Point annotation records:
────────────────

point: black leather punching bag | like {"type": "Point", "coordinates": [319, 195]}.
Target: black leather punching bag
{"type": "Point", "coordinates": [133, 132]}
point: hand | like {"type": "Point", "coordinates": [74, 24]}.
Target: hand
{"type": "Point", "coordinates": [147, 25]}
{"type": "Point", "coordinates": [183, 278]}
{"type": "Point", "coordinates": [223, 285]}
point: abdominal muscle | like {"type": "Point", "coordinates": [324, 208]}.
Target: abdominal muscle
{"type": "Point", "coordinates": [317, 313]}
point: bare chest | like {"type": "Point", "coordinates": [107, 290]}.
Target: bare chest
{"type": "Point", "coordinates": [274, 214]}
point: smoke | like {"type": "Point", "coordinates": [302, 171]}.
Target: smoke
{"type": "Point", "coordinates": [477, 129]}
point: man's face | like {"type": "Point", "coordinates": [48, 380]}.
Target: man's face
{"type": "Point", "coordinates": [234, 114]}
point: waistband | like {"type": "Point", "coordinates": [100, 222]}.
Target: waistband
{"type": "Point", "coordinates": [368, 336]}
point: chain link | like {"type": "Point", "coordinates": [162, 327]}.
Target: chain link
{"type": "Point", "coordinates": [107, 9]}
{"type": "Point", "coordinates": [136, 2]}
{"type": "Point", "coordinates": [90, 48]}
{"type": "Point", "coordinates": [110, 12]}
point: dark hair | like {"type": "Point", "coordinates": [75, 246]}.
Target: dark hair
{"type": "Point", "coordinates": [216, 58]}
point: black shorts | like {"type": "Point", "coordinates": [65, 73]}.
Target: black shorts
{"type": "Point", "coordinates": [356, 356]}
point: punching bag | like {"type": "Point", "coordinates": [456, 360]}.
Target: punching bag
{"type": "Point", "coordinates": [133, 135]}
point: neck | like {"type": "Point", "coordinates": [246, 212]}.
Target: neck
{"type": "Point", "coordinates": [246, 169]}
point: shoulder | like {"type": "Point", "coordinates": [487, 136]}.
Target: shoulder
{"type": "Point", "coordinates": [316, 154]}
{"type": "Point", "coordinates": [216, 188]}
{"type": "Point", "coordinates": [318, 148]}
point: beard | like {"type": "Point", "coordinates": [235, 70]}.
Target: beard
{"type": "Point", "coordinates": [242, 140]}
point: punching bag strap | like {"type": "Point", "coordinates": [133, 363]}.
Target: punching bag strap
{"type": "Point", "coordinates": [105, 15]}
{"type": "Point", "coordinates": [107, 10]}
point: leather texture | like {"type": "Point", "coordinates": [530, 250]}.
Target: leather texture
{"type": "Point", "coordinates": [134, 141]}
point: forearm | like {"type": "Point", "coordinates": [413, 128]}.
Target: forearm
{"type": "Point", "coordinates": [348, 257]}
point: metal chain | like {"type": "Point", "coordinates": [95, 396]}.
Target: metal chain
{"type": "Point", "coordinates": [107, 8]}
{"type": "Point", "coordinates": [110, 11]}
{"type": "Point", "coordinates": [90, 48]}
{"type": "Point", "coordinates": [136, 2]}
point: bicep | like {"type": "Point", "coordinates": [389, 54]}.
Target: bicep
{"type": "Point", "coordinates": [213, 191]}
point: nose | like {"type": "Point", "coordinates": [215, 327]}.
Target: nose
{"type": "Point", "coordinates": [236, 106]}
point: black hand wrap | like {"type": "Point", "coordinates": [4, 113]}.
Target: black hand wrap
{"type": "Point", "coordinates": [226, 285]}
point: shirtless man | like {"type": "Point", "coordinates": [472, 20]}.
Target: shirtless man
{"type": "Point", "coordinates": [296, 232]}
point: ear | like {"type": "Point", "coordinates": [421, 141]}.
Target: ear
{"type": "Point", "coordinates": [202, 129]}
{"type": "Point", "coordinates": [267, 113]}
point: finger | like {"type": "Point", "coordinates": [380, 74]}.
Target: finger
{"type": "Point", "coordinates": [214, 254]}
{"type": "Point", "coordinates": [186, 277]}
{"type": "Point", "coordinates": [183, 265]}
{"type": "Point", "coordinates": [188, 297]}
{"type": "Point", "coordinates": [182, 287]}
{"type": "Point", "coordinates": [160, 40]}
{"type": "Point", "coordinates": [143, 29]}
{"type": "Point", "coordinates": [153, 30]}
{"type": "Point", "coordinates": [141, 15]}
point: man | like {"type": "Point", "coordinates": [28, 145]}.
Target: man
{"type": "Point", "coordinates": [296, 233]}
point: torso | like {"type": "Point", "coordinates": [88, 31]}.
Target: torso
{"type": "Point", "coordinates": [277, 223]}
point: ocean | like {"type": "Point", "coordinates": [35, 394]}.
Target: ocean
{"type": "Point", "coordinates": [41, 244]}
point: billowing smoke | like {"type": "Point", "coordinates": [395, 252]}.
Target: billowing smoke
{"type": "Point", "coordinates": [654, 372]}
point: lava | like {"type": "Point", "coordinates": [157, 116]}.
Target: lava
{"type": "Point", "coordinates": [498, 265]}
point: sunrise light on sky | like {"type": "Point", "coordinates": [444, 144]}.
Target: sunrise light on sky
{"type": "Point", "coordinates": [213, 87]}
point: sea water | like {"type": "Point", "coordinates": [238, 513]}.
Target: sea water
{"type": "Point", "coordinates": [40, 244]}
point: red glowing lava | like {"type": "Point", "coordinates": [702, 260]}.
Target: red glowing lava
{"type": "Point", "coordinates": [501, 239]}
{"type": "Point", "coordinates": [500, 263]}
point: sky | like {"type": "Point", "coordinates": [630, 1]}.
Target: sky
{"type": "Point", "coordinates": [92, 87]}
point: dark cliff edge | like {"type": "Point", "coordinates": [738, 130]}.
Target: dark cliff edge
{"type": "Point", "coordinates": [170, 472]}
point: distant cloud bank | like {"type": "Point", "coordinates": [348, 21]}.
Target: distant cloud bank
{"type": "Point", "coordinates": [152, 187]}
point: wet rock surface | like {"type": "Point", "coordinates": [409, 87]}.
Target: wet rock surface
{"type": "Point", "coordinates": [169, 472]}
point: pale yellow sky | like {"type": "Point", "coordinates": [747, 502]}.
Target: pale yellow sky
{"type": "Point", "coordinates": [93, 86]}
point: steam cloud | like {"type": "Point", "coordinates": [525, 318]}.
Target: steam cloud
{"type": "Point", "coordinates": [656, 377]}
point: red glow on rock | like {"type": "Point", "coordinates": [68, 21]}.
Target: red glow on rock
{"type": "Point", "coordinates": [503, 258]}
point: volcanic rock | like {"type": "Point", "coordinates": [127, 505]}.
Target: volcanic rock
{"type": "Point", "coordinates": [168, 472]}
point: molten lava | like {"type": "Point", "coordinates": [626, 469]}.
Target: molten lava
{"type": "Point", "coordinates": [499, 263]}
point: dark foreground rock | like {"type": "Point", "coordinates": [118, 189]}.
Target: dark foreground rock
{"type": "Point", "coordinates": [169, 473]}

────────────────

_What you have to do_
Extract all of the data above without altering anything.

_Correct response_
point: black leather punching bag | like {"type": "Point", "coordinates": [319, 195]}.
Target: black leather punching bag
{"type": "Point", "coordinates": [133, 132]}
point: hand | like {"type": "Point", "coordinates": [74, 24]}.
Target: hand
{"type": "Point", "coordinates": [147, 25]}
{"type": "Point", "coordinates": [183, 278]}
{"type": "Point", "coordinates": [223, 285]}
point: abdominal muscle | like {"type": "Point", "coordinates": [324, 208]}.
Target: abdominal muscle
{"type": "Point", "coordinates": [317, 313]}
point: bare chest | like {"type": "Point", "coordinates": [107, 290]}.
Target: bare chest
{"type": "Point", "coordinates": [274, 214]}
point: smoke | like {"type": "Point", "coordinates": [302, 171]}.
Target: smoke
{"type": "Point", "coordinates": [477, 129]}
point: man's face | like {"type": "Point", "coordinates": [48, 380]}.
Target: man's face
{"type": "Point", "coordinates": [234, 114]}
point: waistband | like {"type": "Point", "coordinates": [100, 222]}.
Target: waistband
{"type": "Point", "coordinates": [368, 336]}
point: chain link | like {"type": "Point", "coordinates": [162, 327]}.
Target: chain link
{"type": "Point", "coordinates": [107, 9]}
{"type": "Point", "coordinates": [136, 2]}
{"type": "Point", "coordinates": [90, 48]}
{"type": "Point", "coordinates": [110, 12]}
point: dark hair | like {"type": "Point", "coordinates": [75, 246]}.
Target: dark hair
{"type": "Point", "coordinates": [216, 58]}
point: black shorts | like {"type": "Point", "coordinates": [65, 73]}.
Target: black shorts
{"type": "Point", "coordinates": [356, 356]}
point: punching bag | like {"type": "Point", "coordinates": [456, 360]}.
Target: punching bag
{"type": "Point", "coordinates": [133, 135]}
point: neck | like {"type": "Point", "coordinates": [246, 212]}.
Target: neck
{"type": "Point", "coordinates": [246, 169]}
point: shoulder | like {"type": "Point", "coordinates": [487, 136]}.
Target: shoulder
{"type": "Point", "coordinates": [316, 154]}
{"type": "Point", "coordinates": [216, 188]}
{"type": "Point", "coordinates": [318, 148]}
point: beard | like {"type": "Point", "coordinates": [235, 70]}.
Target: beard
{"type": "Point", "coordinates": [242, 140]}
point: punching bag strap | like {"type": "Point", "coordinates": [133, 363]}.
Target: punching bag strap
{"type": "Point", "coordinates": [105, 15]}
{"type": "Point", "coordinates": [107, 10]}
point: leather texture | like {"type": "Point", "coordinates": [530, 250]}.
Target: leather texture
{"type": "Point", "coordinates": [134, 141]}
point: forearm | like {"type": "Point", "coordinates": [413, 128]}.
Target: forearm
{"type": "Point", "coordinates": [348, 257]}
point: metal chain | like {"type": "Point", "coordinates": [95, 396]}.
Target: metal chain
{"type": "Point", "coordinates": [107, 8]}
{"type": "Point", "coordinates": [110, 11]}
{"type": "Point", "coordinates": [90, 48]}
{"type": "Point", "coordinates": [136, 2]}
point: bicep | like {"type": "Point", "coordinates": [389, 54]}.
Target: bicep
{"type": "Point", "coordinates": [213, 191]}
point: nose | like {"type": "Point", "coordinates": [215, 327]}.
Target: nose
{"type": "Point", "coordinates": [236, 106]}
point: black hand wrap | like {"type": "Point", "coordinates": [4, 113]}.
Target: black hand wrap
{"type": "Point", "coordinates": [226, 285]}
point: shirtless man | like {"type": "Point", "coordinates": [472, 20]}.
Target: shirtless man
{"type": "Point", "coordinates": [296, 232]}
point: ear | like {"type": "Point", "coordinates": [421, 141]}.
Target: ear
{"type": "Point", "coordinates": [202, 129]}
{"type": "Point", "coordinates": [267, 113]}
point: finger | like {"type": "Point", "coordinates": [380, 74]}.
Target: finger
{"type": "Point", "coordinates": [214, 254]}
{"type": "Point", "coordinates": [186, 277]}
{"type": "Point", "coordinates": [183, 265]}
{"type": "Point", "coordinates": [188, 297]}
{"type": "Point", "coordinates": [182, 287]}
{"type": "Point", "coordinates": [160, 40]}
{"type": "Point", "coordinates": [143, 29]}
{"type": "Point", "coordinates": [153, 30]}
{"type": "Point", "coordinates": [141, 15]}
point: man | like {"type": "Point", "coordinates": [28, 145]}.
Target: man
{"type": "Point", "coordinates": [296, 233]}
point: torso | like {"type": "Point", "coordinates": [88, 31]}.
Target: torso
{"type": "Point", "coordinates": [277, 223]}
point: ocean | like {"type": "Point", "coordinates": [35, 394]}.
Target: ocean
{"type": "Point", "coordinates": [41, 244]}
point: billowing smoke | like {"type": "Point", "coordinates": [395, 252]}.
Target: billowing smoke
{"type": "Point", "coordinates": [654, 372]}
point: lava | like {"type": "Point", "coordinates": [157, 116]}.
Target: lava
{"type": "Point", "coordinates": [498, 265]}
point: sunrise light on sky | like {"type": "Point", "coordinates": [444, 144]}.
Target: sunrise light on sky
{"type": "Point", "coordinates": [213, 87]}
point: sea water | like {"type": "Point", "coordinates": [238, 513]}.
Target: sea water
{"type": "Point", "coordinates": [40, 244]}
point: red glowing lava | like {"type": "Point", "coordinates": [702, 260]}.
Target: red glowing lava
{"type": "Point", "coordinates": [501, 239]}
{"type": "Point", "coordinates": [500, 263]}
point: sky | like {"type": "Point", "coordinates": [630, 1]}.
Target: sky
{"type": "Point", "coordinates": [92, 87]}
point: dark cliff edge | like {"type": "Point", "coordinates": [738, 130]}.
Target: dark cliff edge
{"type": "Point", "coordinates": [170, 472]}
point: distant cloud bank | like {"type": "Point", "coordinates": [348, 21]}.
Target: distant cloud bank
{"type": "Point", "coordinates": [152, 187]}
point: wet rock surface | like {"type": "Point", "coordinates": [409, 87]}.
Target: wet rock surface
{"type": "Point", "coordinates": [169, 472]}
point: pale yellow sky | like {"type": "Point", "coordinates": [747, 502]}.
Target: pale yellow sky
{"type": "Point", "coordinates": [93, 86]}
point: steam cloud | like {"type": "Point", "coordinates": [525, 318]}.
Target: steam cloud
{"type": "Point", "coordinates": [656, 377]}
point: red glow on rock | like {"type": "Point", "coordinates": [68, 21]}.
Target: red glow on rock
{"type": "Point", "coordinates": [503, 258]}
point: volcanic rock | like {"type": "Point", "coordinates": [127, 505]}.
Target: volcanic rock
{"type": "Point", "coordinates": [168, 472]}
point: molten lava | like {"type": "Point", "coordinates": [626, 469]}.
Target: molten lava
{"type": "Point", "coordinates": [499, 263]}
point: dark foreground rock | like {"type": "Point", "coordinates": [118, 189]}.
Target: dark foreground rock
{"type": "Point", "coordinates": [169, 473]}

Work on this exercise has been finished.